▶ What you should do
The entries below must be copied exactly as they are.

▶ Available records
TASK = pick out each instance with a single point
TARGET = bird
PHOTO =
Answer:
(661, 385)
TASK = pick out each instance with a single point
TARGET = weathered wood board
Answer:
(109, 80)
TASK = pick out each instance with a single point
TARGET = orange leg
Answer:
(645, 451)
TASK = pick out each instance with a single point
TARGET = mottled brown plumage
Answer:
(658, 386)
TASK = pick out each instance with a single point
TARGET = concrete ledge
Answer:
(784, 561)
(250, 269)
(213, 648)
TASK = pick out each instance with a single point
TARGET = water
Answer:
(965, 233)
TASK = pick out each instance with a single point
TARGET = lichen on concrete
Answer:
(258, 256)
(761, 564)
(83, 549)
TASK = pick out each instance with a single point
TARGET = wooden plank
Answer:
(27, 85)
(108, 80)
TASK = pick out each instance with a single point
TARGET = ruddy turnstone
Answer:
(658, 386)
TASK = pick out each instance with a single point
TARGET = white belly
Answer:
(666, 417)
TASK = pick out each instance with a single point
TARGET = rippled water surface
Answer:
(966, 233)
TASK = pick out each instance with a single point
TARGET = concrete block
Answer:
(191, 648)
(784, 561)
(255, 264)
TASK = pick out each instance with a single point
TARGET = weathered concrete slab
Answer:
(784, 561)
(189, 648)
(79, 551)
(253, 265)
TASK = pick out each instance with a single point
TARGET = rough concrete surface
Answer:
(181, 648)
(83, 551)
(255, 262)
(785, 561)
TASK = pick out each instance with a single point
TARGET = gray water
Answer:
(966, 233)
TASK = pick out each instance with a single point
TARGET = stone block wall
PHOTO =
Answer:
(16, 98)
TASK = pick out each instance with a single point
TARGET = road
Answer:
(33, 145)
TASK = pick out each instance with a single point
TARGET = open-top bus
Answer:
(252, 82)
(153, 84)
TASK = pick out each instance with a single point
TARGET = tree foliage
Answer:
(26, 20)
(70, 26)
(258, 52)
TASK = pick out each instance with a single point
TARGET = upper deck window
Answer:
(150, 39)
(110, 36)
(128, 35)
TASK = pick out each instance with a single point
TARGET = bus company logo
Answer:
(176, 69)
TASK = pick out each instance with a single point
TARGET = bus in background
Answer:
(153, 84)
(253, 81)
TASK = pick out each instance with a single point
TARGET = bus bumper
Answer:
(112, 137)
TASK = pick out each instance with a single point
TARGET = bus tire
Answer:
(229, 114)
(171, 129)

▶ Written answer
TASK = pick out each instance with a single point
TARGET = bird
PHOTO =
Answer:
(661, 385)
TASK = pick out each instance with a single point
TARGET = weathered wood board
Answer:
(109, 80)
TASK = pick out each instance with a single point
TARGET = orange leg
Answer:
(645, 451)
TASK = pick out each instance with a single point
TARGET = mottled brown plumage
Answer:
(658, 386)
TASK = pick out each instance with a single point
TARGET = concrete ledge
Answer:
(784, 561)
(250, 269)
(213, 648)
TASK = pick out each instance with a single point
TARGET = water
Answer:
(965, 233)
TASK = pick out each instance with a single point
TARGET = lichen on concrete
Answer:
(258, 256)
(761, 564)
(83, 549)
TASK = pick out each instance with a single point
TARGET = wooden plank
Answer:
(27, 85)
(108, 80)
TASK = pick out each instance with a single point
TARGET = ruddy turnstone
Answer:
(658, 386)
TASK = pick out each instance with a single point
TARGET = white belly
Answer:
(666, 417)
TASK = pick out each instance with a single point
TARGET = rippled water surface
Answer:
(966, 233)
TASK = pick out each instance with a single point
TARGET = concrete block
Answer:
(191, 648)
(784, 561)
(255, 264)
TASK = pick out each instance with a single point
TARGET = weathered concrete slab
Answer:
(784, 561)
(189, 648)
(79, 551)
(253, 265)
TASK = pick out each instance with a single point
TARGET = rough concrete surface
Answer:
(181, 648)
(83, 551)
(255, 262)
(785, 561)
TASK = pick out each instance with a single point
TARGET = gray water
Answer:
(966, 233)
TASK = pick out each instance with a single point
TARGET = stone block wall
PHOTO =
Answer:
(16, 98)
TASK = pick out each instance with a single point
TARGET = road
Answer:
(33, 145)
TASK = pick out each instance with a single point
TARGET = open-top bus
Answer:
(252, 82)
(153, 84)
TASK = pick out each instance with a single point
TARGET = tree foliage
Answer:
(26, 20)
(70, 26)
(258, 52)
TASK = pick out each instance with a single point
TARGET = upper deck window
Answer:
(150, 39)
(110, 36)
(128, 35)
TASK = pick out each instance with a single point
TARGET = bus company logo
Answer:
(176, 69)
TASK = pick out each instance with a single point
TARGET = bus in background
Answer:
(153, 84)
(253, 81)
TASK = pick out each instance with a single point
TARGET = bus bumper
Answer:
(112, 137)
TASK = pick out each instance with a single point
TARGET = bus tire
Answer:
(229, 114)
(171, 129)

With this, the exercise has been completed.